» **Information supplied**
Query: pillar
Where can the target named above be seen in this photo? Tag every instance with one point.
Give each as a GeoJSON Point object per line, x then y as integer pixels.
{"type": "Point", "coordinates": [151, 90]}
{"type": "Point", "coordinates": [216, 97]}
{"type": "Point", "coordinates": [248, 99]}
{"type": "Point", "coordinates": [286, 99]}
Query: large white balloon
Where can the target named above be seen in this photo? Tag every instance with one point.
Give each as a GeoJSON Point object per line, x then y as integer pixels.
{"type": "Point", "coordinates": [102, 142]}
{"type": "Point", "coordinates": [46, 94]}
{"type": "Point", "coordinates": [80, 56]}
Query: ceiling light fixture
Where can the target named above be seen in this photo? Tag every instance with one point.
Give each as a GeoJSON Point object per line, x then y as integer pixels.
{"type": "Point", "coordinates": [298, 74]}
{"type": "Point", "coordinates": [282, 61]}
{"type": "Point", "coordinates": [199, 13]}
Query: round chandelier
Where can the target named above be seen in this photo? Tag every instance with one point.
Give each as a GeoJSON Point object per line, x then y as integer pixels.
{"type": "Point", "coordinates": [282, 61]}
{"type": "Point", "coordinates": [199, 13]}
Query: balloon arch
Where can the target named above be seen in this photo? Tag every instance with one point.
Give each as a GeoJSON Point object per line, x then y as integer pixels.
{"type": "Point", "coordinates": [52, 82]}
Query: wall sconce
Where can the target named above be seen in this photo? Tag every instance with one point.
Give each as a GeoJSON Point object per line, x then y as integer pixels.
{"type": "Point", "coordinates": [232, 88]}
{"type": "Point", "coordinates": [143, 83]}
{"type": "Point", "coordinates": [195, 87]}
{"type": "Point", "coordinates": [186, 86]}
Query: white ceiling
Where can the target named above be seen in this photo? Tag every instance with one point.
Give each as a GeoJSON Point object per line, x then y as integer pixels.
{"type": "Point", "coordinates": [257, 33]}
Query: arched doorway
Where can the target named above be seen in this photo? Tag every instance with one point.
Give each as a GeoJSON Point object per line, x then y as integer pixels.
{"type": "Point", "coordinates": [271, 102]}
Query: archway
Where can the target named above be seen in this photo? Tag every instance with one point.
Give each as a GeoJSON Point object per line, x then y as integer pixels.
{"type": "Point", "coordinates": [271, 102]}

» **Exercise brief**
Your answer should be the material, retyped exactly as written.

» **Task response**
Query: pillar
Where can the target named above be seen in this photo? Tag every instance with one point.
Give each as a GeoJSON Point object per line, x then y as integer pixels.
{"type": "Point", "coordinates": [151, 90]}
{"type": "Point", "coordinates": [216, 97]}
{"type": "Point", "coordinates": [248, 99]}
{"type": "Point", "coordinates": [286, 99]}
Query: large white balloon
Where can the target named above be seen in this photo? Tag every instance with one point.
Give each as a GeoJSON Point object per line, x then y as integer pixels.
{"type": "Point", "coordinates": [102, 142]}
{"type": "Point", "coordinates": [46, 94]}
{"type": "Point", "coordinates": [80, 56]}
Query: ceiling light fixture
Where can the target named above be seen in this photo? Tag every instance with one point.
Give each as a GeoJSON Point object per line, x then y as integer pixels.
{"type": "Point", "coordinates": [298, 74]}
{"type": "Point", "coordinates": [282, 61]}
{"type": "Point", "coordinates": [199, 13]}
Query: round chandelier
Where can the target named above be seen in this photo? Tag every instance with one point.
Give each as a GeoJSON Point object per line, x then y as integer pixels.
{"type": "Point", "coordinates": [282, 61]}
{"type": "Point", "coordinates": [199, 13]}
Query: balloon arch
Where can the target named above be seen in this photo? Tag every instance with one point.
Give each as a GeoJSON Point object per line, x then y as integer pixels.
{"type": "Point", "coordinates": [52, 82]}
Query: wall sconce
Where can the target named above be seen in this photo? Tag every instance with one point.
Give each as a GeoJSON Point object per line, x then y as integer pixels.
{"type": "Point", "coordinates": [232, 88]}
{"type": "Point", "coordinates": [143, 83]}
{"type": "Point", "coordinates": [195, 87]}
{"type": "Point", "coordinates": [186, 86]}
Query: white ceiling
Where can the target named above be seen in this photo? Tag every instance with one point.
Give each as a GeoJSON Point object per line, x then y as integer pixels.
{"type": "Point", "coordinates": [257, 33]}
Query: arched doorway
Where can the target named above be seen in this photo? Tag every instance with one point.
Give each as a GeoJSON Point object per line, x then y as integer pixels.
{"type": "Point", "coordinates": [271, 102]}
Query: archway
Where can the target named above be seen in this photo? Tag every instance with one point.
Give each as a GeoJSON Point object per line, x then y as integer pixels.
{"type": "Point", "coordinates": [271, 102]}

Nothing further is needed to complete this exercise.